§ Document:
______

At the time, one of the photographers, a woman in her eighties, who died a year later, asked me if I would model nude for her. I couldn’t turn down her request because her enthusiasm for nudity was old-fashioned and innocent and because she was my elder. But the photo could not be included in the book that I was editing and she was in. That was our agreement. I went to her apartment in Upper Manhattan and we took the images with the help of her assistant. The lights were dark and she used a flashlight to illuminate the body, my body. Later, she would have to subject the photos to enormous powers of magnification to see what she had made. I saw the contraption in her bedroom- a beige machine- blowing up letters, mechanically engorging images with volume and light.
Metaphorically, these vestigal images that exist within the body of work but outside of the publication are a strange monstrosity– extra and excommunicated. Although the excised photos are almost eclipsed by what has been disseminated,they still lie in the dark of the editor’s head. They reorganize themselves: here is Victorine Floyd-Flood’s self-portrait- where her bony, dark-skinned face melts against a smear of dimly lit ancient and flower-patterned wallpaper. There is the image of me, stretched out, thin, white, and naked on a couch. My skin is glowing but the head appears severed from the body; a strip of darkness cuts across the throat.

______

§ Entries supplied:
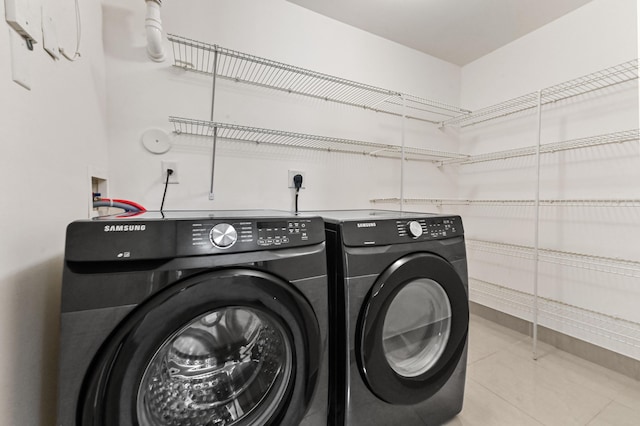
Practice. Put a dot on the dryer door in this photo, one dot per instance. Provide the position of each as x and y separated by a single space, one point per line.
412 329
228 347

______

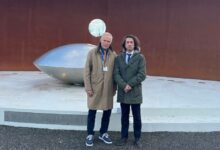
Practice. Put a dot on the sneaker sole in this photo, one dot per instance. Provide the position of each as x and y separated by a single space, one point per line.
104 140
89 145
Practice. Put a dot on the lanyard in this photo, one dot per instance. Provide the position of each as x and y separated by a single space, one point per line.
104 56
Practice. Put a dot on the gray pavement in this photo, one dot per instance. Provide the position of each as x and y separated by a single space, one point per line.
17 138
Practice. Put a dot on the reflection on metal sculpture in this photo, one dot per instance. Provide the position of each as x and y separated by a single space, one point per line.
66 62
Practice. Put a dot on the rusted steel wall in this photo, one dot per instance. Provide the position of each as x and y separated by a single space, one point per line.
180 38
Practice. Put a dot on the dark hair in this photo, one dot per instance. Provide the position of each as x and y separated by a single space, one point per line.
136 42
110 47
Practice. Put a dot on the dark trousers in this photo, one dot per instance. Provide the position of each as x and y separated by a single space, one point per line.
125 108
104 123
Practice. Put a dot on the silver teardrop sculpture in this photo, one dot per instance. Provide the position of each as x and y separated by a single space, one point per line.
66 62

______

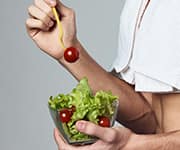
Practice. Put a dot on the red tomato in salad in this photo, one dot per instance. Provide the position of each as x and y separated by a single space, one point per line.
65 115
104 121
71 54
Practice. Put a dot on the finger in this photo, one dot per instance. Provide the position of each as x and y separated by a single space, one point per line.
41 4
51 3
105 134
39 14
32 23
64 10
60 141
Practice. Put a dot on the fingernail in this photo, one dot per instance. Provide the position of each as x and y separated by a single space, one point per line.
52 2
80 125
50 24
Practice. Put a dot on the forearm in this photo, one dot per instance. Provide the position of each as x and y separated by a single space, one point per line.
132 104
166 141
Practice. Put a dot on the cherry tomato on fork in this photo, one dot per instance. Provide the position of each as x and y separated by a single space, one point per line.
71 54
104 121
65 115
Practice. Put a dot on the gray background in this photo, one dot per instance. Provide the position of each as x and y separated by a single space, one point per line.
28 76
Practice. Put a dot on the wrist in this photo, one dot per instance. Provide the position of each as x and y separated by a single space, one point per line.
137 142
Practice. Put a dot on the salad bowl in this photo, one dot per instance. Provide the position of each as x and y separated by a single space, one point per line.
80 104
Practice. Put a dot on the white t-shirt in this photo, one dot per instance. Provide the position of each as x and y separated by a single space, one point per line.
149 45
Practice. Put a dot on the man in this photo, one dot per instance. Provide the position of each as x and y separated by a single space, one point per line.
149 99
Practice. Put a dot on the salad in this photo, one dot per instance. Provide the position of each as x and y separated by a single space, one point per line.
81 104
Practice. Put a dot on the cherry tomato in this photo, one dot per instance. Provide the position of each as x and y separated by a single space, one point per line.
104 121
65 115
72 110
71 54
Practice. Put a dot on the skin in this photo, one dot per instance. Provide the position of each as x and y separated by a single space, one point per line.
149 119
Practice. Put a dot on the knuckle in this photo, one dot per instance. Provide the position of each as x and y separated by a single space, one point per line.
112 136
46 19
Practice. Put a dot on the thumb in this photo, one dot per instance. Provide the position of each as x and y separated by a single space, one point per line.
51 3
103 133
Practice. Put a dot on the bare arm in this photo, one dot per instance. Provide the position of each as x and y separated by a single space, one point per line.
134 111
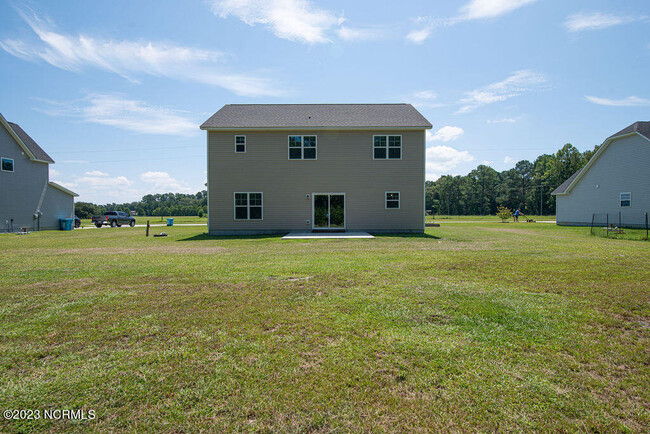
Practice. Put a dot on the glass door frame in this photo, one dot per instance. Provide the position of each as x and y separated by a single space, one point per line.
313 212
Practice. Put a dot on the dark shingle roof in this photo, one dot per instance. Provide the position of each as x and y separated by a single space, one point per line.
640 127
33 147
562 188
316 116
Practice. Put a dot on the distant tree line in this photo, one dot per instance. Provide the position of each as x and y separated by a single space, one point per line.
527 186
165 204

______

§ What is expected:
Please reproduce, word for word, the stretch of the photography passage that opens with the words containing "At the time, one" and closes with "volume and light.".

§ Output:
At the time, one of the photographers, a woman in her eighties, who died a year later, asked me if I would model nude for her. I couldn’t turn down her request because her enthusiasm for nudity was old-fashioned and innocent and because she was my elder. But the photo could not be included in the book that I was editing and she was in. That was our agreement. I went to her apartment in Upper Manhattan and we took the images with the help of her assistant. The lights were dark and she used a flashlight to illuminate the body, my body. Later, she would have to subject the photos to enormous powers of magnification to see what she had made. I saw the contraption in her bedroom- a beige machine- blowing up letters, mechanically engorging images with volume and light.